[start of GIVEN PASSAGE]
The other thing that really seals it as being a developing nation is the lack of potable drinking water and the general conditions of the public toilets.  Of course, it is not uncommon to go somewhere internationally and not be able to drink the water.  However, along with that are the scams that arise from bottles of water being reused and refilled with the local water and then being sold as new.  In order to make consumers feel safe, companies like Aquafina and Evian put safety seals around the caps which ensure it has not been opened before.  In addition, the public restrooms are by and large gross.  This was to be expected.  However, the lack of toilet paper and soap only add to the feeling that things in Hanoi just aren’t very clean and visitors have to be careful not to spread germs and get sick while here.

Amazing viewsI hope I haven’t scared you off, because even with all that said, Hanoi has been one of my favorite stops on the trip so far.  We were able to take a day trip to Ha Long Bay, a group of 1900 tiny islets about three hours south-east of Hanoi.  It was far to go for a day trip, and it would have been better if we had done a 2 night/3 day which is their specialty, but we’re working with tight timing.  We had a delicious lunch on board the boat, then traveled around the bay.  Our first stop was a traditional fishing village, with small homes permanently on the water.  These homes only have generators for electricity and the children only attend school up to 8th grade.  (There is a one room schoolhouse on the water and if they want to go to the upper grades they have to move to the mainland.)  We were particularly interested in the wide array of houseboats, including some made with brick and mortar.  Sadly, having people live in the bay means it is littered with trash; however, further out in the water it is absolutely gorgeous.  We made our way over to “Heavenly Cave” and walked around looking at different rock formations.  Honestly, the tour itself was a little underwhelming, but being out on the water made it all worthwhile.  It would be a wonderful place to come for a longer stay.
[end of GIVEN PASSAGE]
_YOUR GOAL:_ Reproduce the Hanoi travel passage above in full, word for word.
[start of PROVIDED MATERIAL]
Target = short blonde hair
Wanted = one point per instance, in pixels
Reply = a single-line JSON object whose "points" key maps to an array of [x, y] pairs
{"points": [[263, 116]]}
[end of PROVIDED MATERIAL]
_RESULT:_
The other thing that really seals it as being a developing nation is the lack of potable drinking water and the general conditions of the public toilets.  Of course, it is not uncommon to go somewhere internationally and not be able to drink the water.  However, along with that are the scams that arise from bottles of water being reused and refilled with the local water and then being sold as new.  In order to make consumers feel safe, companies like Aquafina and Evian put safety seals around the caps which ensure it has not been opened before.  In addition, the public restrooms are by and large gross.  This was to be expected.  However, the lack of toilet paper and soap only add to the feeling that things in Hanoi just aren’t very clean and visitors have to be careful not to spread germs and get sick while here.

Amazing viewsI hope I haven’t scared you off, because even with all that said, Hanoi has been one of my favorite stops on the trip so far.  We were able to take a day trip to Ha Long Bay, a group of 1900 tiny islets about three hours south-east of Hanoi.  It was far to go for a day trip, and it would have been better if we had done a 2 night/3 day which is their specialty, but we’re working with tight timing.  We had a delicious lunch on board the boat, then traveled around the bay.  Our first stop was a traditional fishing village, with small homes permanently on the water.  These homes only have generators for electricity and the children only attend school up to 8th grade.  (There is a one room schoolhouse on the water and if they want to go to the upper grades they have to move to the mainland.)  We were particularly interested in the wide array of houseboats, including some made with brick and mortar.  Sadly, having people live in the bay means it is littered with trash; however, further out in the water it is absolutely gorgeous.  We made our way over to “Heavenly Cave” and walked around looking at different rock formations.  Honestly, the tour itself was a little underwhelming, but being out on the water made it all worthwhile.  It would be a wonderful place to come for a longer stay.